- Opening Delimiter -

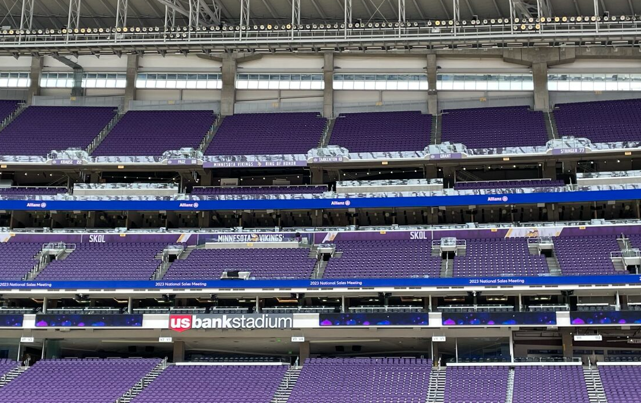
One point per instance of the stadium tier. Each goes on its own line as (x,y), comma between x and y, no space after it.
(499,257)
(249,190)
(267,133)
(616,381)
(151,133)
(214,384)
(382,131)
(358,380)
(18,259)
(383,259)
(7,108)
(516,126)
(601,122)
(77,381)
(586,254)
(101,261)
(261,263)
(549,384)
(478,384)
(533,183)
(40,129)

- Closing Delimiter -

* [What is being asked] Each record above, in full: return it exactly, pictures excluded.

* [Solution for this problem]
One point per instance of the stadium tier. Each goes on its own line as (x,y), comma between x and y, no space after it.
(499,257)
(249,190)
(267,133)
(616,381)
(151,133)
(214,384)
(382,131)
(358,380)
(18,259)
(383,259)
(7,108)
(516,126)
(601,122)
(77,381)
(586,254)
(101,261)
(261,263)
(549,384)
(478,384)
(533,183)
(40,129)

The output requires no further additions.